* START ARTICLE *

International Political Economy: Perspectives on Global Power and Wealth, Fourth Edition

(Tuis.) #1
James E.Alt and Michael Gilligan 329

There are really two interactive problems of organizing or taking collective
political action: one is “excludability” and the other is the cost of organizing a
group. The problem of excludability stems from the fact that collective political
action is a public good: all members of a group benefit from acting in favor of
their preferred trade policy whether they contribute to that effort or not, so each
has an incentive to free ride....
... Since each member can consume the lobbying supplied by all the other
members of the group, they receive less benefit from the lobbying that they actually
pay for and consequently buy less than they would if they could not consume the
lobbying of others. This is essentially where the free rider problem comes from....
Even though the problem of free-riding is less in smaller groups,...they should
not always be expected to win. We are still left with Pareto and Schattschneider’s
empirical puzzle: how policies which benefit a small minority of the population
are enacted. Two answers to the puzzle are possible. First, there may be per person
transaction costs in organizing groups. Second, if policy outcomes are probabilistic,
members of large groups with small per person stakes and contributions may
suppose that their own contributions will be insignificant to the political outcome
and therefore not make them. On the other hand, members of smaller groups,
with their larger stakes and contributions per person, may see that their contribution
has a non-negligible impact on the likelihood that a policy will be enacted, and
therefore they will make their contributions....

* END ARTICLE *

= EXERCISE REQUIREMENTS =
Transcribe the passage on collective political action verbatim, starting with "There are really" and going on through "to free ride....".

* START RECORD EXTRACTS *

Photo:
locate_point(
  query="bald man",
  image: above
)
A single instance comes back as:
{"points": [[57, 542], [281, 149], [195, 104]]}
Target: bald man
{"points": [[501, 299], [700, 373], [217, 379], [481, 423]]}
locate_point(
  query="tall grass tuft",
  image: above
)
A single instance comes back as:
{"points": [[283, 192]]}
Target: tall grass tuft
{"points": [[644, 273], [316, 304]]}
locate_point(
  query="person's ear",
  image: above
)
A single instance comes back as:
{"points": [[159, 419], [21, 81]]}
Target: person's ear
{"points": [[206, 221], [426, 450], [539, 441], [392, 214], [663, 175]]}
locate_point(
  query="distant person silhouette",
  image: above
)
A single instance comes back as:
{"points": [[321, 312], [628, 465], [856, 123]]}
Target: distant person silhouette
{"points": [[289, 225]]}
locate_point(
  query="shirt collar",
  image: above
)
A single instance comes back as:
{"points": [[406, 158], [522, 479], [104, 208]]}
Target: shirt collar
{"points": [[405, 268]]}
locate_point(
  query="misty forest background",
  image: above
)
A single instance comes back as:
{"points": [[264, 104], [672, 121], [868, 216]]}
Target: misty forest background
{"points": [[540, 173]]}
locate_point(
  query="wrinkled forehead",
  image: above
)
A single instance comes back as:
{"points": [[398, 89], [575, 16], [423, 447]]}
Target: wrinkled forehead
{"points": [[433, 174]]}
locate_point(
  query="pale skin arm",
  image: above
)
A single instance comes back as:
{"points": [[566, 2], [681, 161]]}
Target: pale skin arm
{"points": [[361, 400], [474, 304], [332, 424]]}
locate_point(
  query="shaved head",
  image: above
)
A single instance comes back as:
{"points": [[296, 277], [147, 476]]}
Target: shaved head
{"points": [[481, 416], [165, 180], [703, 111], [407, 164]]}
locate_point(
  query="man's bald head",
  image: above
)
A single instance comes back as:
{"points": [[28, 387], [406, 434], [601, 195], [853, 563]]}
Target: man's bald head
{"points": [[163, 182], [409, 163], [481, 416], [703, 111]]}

* END RECORD EXTRACTS *

= TASK SOLUTION =
There are really two interactive problems of organizing or taking collective
political action: one is “excludability” and the other is the cost of organizing a
group. The problem of excludability stems from the fact that collective political
action is a public good: all members of a group benefit from acting in favor of
their preferred trade policy whether they contribute to that effort or not, so each
has an incentive to free ride....